Lillie Western, Banjo Queen

Lillie Western, Banjo Queen

It should come as no surprise that the Rolling Stone’s 100 Greatest Guitarists list includes only two women, Bonnie Raitt at #89 and Joni Mitchell at #75. The unyielding maleness of guitar culture stretches across decades and genres, even in the face of necessary corrections like Gayle Wald’s biography of Sister Rosetta Tharpe or the magazine She Shreds. I offer to this project the modest addition of Lillie Western, the most popular banjo player the canon has yet to exclude.

A highly versatile instrumentalist who specialized in playing two instruments at once, Western’s twenty-year transatlantic career in variety and vaudeville can help us think in new ways about the limits and possibilities of women on stage. The conditions of Gilded Age show business allowed her to amass a small fortune without the assistance of a manager or agent. Unlike her contemporaries who have captured the attention of historians, Western did not engage celebrity culture or offer a spectacular gender presentation. Neither a burlesque performer nor a male impersonator, she did still rely on a stage type: the skilled instrumentalist, long associated with European men. This more conventional but equally constructed persona allowed Western to pursue a private life of her own making, protected from public criticism until after her death.

A black and white illustration of a woman with short hair.
“Miss Lillie Western, Instrumentalist,” Clipper, July 2, 1881.
:::
According to the piece on Lillie Western, why should it come as no surprise that Rolling Stone's 100 Greatest Guitarists list includes only two women? Answer in one to three sentences.
:::
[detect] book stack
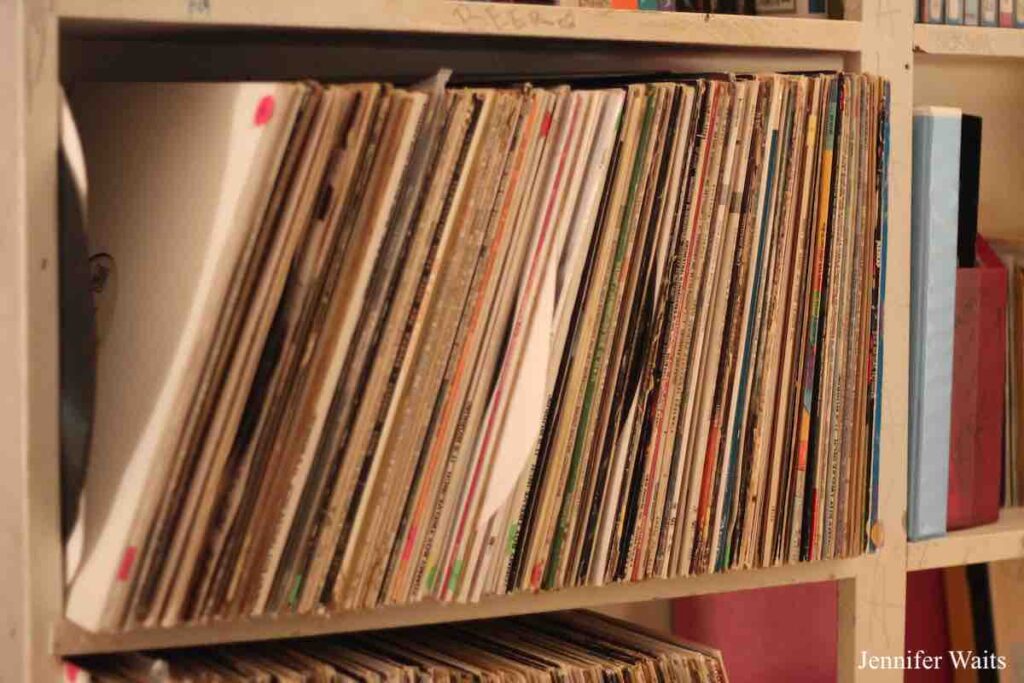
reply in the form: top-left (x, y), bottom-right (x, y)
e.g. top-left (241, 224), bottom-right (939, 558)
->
top-left (68, 74), bottom-right (889, 629)
top-left (65, 612), bottom-right (728, 683)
:::
> **In response**
Guitar culture has been unyieldingly male across decades and genres. That has held even despite necessary corrections such as Gayle Wald's biography of Sister Rosetta Tharpe and the magazine She Shreds.